• _Extrait du document_:
Casino enclenche sa restructuration en douceur

Jean-Charles Naouri ne changera pas sa nature à 73 ans. Après trente années d’opérations financières complexes, il prépare un nouveau coup aux allures "baroques". Le PDG de Casino a officialisé il y a dix jours l’ouverture de discussions "exploratoires" avec Teract, la société détenue par la coopérative InVivo. Il est en train de regrouper ses enseignes en France, Monoprix, Franprix et Naturalia au sein d’une même entité. Et envisage de la fusionner avec Jardiland et Gamm Vert, celles de Teract, dirigée par son plus gros franchisé, Moez-Alexandre Zouari. Compte tenu du poids respectif des deux groupes, Casino serait majoritaire dans cette nouvelle société de la grande distribution en France.
Mais leurs pourparlers se complexifient alors qu’ils envisagent de créer une seconde société commune. Une centrale d’achat en produits bio, venant de la coopérative InVivo qui chapeaute Teract, alimenterait Monoprix et Franprix. Casino en serait cette fois actionnaire minoritaire. "Elle pourrait aussi être introduite en Bourse afin de maximiser la valeur du chiffre d’affaires grâce à Monoprix et Franprix" nous explique une source proche du dossier. Les négociations pourraient aboutir pour la publication des comptes annuels de Casino, le 28 février.
Transfert de dette
Pour Jean-Charles Naouri, ce schéma est avant tout financier, les analystes d’Alpha Value n’y voit d’ailleurs "aucune synergie commerciale". Il lui permettrait de faire coup double. D’abord, il valoriserait directement en Bourse ses pépites Monoprix et Franprix. Elles sont aujourd’hui "noyées" dans Casino, qui croule sous 6 milliards de dettes, et ne vaut donc plus que 1,2 milliard d’euros en Bourse. Ensuite, il pourrait désendetter Casino... Facialement en tout cas.

• _Liste_:

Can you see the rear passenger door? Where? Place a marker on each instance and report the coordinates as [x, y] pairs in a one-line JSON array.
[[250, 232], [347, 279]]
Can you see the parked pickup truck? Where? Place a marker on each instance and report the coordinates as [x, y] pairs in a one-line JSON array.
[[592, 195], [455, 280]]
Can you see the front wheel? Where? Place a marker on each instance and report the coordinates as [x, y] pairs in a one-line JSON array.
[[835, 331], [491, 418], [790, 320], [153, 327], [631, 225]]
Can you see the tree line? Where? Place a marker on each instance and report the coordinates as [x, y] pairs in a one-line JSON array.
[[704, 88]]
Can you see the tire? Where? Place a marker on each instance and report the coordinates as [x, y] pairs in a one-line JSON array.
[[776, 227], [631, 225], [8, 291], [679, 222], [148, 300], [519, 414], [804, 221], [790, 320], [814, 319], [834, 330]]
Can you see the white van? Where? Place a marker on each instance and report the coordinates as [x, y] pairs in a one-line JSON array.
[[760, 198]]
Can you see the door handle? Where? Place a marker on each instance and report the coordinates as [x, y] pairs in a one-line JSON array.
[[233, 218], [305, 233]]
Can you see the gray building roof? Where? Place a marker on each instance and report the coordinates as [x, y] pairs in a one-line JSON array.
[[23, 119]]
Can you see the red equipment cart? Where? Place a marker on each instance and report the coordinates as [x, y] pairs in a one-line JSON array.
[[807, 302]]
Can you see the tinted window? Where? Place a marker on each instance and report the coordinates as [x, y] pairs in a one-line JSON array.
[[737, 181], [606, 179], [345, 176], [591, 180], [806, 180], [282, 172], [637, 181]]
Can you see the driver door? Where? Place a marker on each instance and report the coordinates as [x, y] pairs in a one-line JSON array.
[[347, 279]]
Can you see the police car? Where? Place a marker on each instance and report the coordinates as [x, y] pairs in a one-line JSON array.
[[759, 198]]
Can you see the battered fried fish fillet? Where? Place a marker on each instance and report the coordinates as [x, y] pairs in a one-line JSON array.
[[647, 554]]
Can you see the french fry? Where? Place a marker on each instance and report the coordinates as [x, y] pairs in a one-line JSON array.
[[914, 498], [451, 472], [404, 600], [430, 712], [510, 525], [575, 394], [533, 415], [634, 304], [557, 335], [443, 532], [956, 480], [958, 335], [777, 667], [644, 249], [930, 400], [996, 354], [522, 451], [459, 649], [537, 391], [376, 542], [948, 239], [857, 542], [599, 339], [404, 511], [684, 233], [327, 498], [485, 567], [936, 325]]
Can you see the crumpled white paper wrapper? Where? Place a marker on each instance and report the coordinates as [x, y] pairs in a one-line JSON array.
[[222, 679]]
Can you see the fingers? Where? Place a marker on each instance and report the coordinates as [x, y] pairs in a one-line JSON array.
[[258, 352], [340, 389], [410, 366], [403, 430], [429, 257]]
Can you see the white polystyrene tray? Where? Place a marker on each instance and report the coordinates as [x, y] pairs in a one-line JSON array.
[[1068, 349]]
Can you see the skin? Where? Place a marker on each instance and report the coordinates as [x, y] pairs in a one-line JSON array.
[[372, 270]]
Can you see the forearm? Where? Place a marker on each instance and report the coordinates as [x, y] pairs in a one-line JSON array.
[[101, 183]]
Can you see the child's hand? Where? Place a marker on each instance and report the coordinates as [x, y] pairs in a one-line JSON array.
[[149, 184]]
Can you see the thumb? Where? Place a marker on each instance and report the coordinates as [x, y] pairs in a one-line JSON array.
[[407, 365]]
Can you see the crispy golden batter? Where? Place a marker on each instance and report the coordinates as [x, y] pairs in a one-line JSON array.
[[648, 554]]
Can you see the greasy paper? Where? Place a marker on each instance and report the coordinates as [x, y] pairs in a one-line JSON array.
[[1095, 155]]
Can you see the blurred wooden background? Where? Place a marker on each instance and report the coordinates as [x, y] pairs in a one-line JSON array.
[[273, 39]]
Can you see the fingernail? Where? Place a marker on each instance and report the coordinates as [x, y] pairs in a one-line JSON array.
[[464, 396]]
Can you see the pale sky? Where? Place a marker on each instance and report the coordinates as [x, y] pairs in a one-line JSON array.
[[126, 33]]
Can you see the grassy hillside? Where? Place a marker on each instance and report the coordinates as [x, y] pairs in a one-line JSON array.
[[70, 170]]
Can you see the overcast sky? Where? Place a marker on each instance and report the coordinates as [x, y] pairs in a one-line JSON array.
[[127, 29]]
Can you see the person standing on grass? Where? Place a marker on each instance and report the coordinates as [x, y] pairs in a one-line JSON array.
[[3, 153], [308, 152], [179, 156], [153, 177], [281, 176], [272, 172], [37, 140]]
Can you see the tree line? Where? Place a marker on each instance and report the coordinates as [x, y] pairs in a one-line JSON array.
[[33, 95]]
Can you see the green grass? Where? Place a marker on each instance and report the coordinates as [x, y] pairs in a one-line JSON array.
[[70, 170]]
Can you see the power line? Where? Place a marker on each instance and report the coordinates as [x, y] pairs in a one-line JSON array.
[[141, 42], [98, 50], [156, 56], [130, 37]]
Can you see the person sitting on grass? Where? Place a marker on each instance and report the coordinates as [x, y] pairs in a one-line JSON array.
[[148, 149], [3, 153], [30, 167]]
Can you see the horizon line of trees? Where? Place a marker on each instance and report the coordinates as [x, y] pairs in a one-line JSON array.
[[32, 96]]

• _Consigne_: D'après l'extrait du document, quelle coopérative détient la société Teract ?

• _Réponse_: La coopérative InVivo.